:: TEXT SEGMENT ::

# Medium rare ribeye steak questions



## nopeda (Mar 22, 2016)

I'd like to cook a half pound +/- ribeye steak medium rare but would like to let it get a good smoking as well. I've got an amaze-n-smoker and thought about cold smoking it for an hour or so before beginning to cook it. So far I've only cooked things at around 225-250. Can I cook the ribeye at a little cooler temp, like maybe 180, for a longer period of time? And if so, or not, about how long to still have it medium rare?

Thank you for any advice!

David


----------



## phatbac (Mar 22, 2016)

you could smoke at 180 and it would take a while. med rare is about 125-130 IT. so use a probe therm to reach that. I would recommend the reverse sear method and there is all kinds of Youtube videos on how to do that but a quick run down is to smoke to a lower temp internal like 120 or so and then searing the ends to finish off the steak. 

around my house we like our steak more medium so i would cook mine to about about 135 ish and sear.

For an Alternative I am not sure the the smoker you plan on using but some grills have the ability to use a chunk or chips of wood with the charcoal (sometimes even with gas) so you could just put some wood with your grill and get a smokey flavor without slow smoking it. I have done this method many times and it comes out good and you can use a stronger wood like mesquite since you wont be smoking it but maybe 10 minutes. If you don't have a good thermometer (buy one) you can always use the hand method to see when your steak is done. put your index finder and thumb touching the tips together and cook until the surface feel like the edge of your hand below your thumb.(med rare)

Hope this helps,

Happy Smoking,

phatbac (Aaron)


----------



## SmokinAl (Mar 22, 2016)

Yes cold smoking it for an hour or two will give it an amazing smoke flavor. Then you can crank up the smoker temp or finish it on a gas or charcoal grill. My choice would be a screaming hot (600 degrees) gas grill, for a nice sear.

Al


----------



## nopeda (Mar 25, 2016)

Thank you guys for your suggestions!!! I cold smoked for 1hr 45min and then cooked at 200 degrees until about 128 IT and let rest. It turned out great and didn't need to sear it.

Thanks again!

David


----------



## SmokinAl (Mar 25, 2016)

Glad it turned out good for you David!

Al


----------



## radioguy (Mar 25, 2016)

Try and search for reverse sear.  Smoke it at 200-220 while watching IT, I pull it at 120F.  We like it still mooing.  Then on to a very hot grill a minute or less per side...delicious!

RG


----------



## phatbac (Mar 25, 2016)

RadioGuy said:


> Try and search for reverse sear. Smoke it at 200-220 while watching IT, I pull it at 120F. We like it still mooing. Then on to a very hot grill a minute or less per side...delicious!
> 
> RG


I agree. the reverse sear is not just awesome on steaks but i use it for smoking beef roasts and the like. 

It really helps it texture-ally on the edge but makes it really super juicy and tender. my opinion best way to make a steak. there is a ton of youtube videos about the reverse sear.

Happy Smoking

phatbac (Aaron)


----------

:::
:: STORED DATA ::

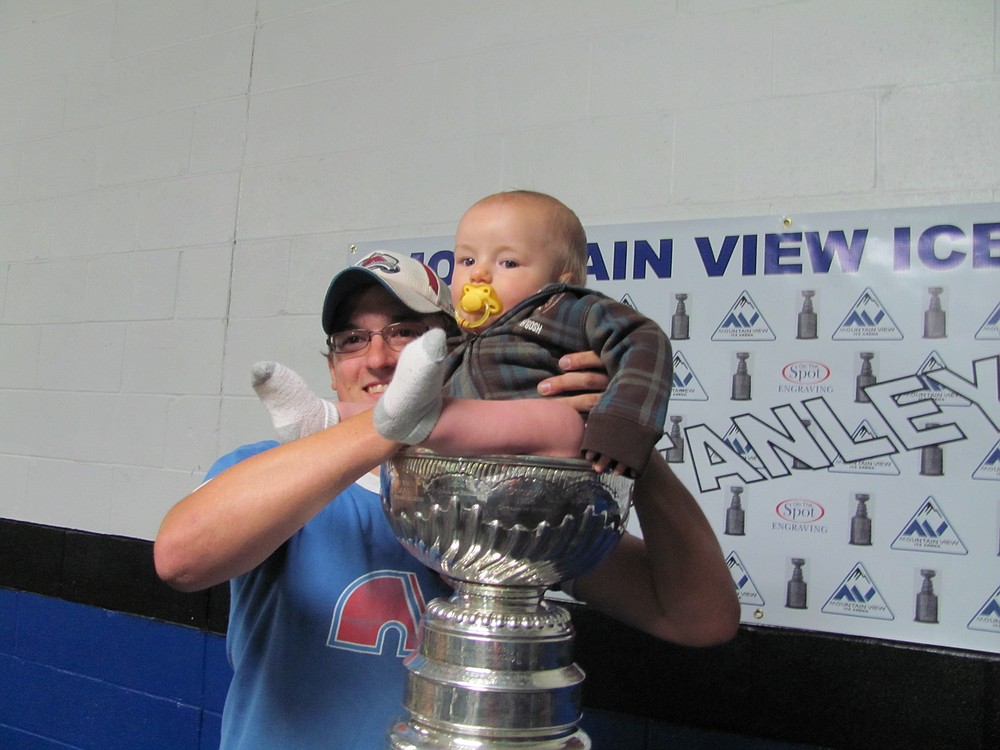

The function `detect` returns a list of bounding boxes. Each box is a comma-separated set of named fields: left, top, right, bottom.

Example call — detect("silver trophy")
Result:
left=382, top=448, right=633, bottom=750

:::

Please rework the section of the ribeye thread above that opens with the words "Thank you for" and closes with "ish and sear.". Reproduce it in full, replacing "probe therm" with "meat thermometer".

OUTPUT:
Thank you for any advice!

David


----------



## phatbac (Mar 22, 2016)

you could smoke at 180 and it would take a while. med rare is about 125-130 IT. so use a meat thermometer to reach that. I would recommend the reverse sear method and there is all kinds of Youtube videos on how to do that but a quick run down is to smoke to a lower temp internal like 120 or so and then searing the ends to finish off the steak. 

around my house we like our steak more medium so i would cook mine to about about 135 ish and sear.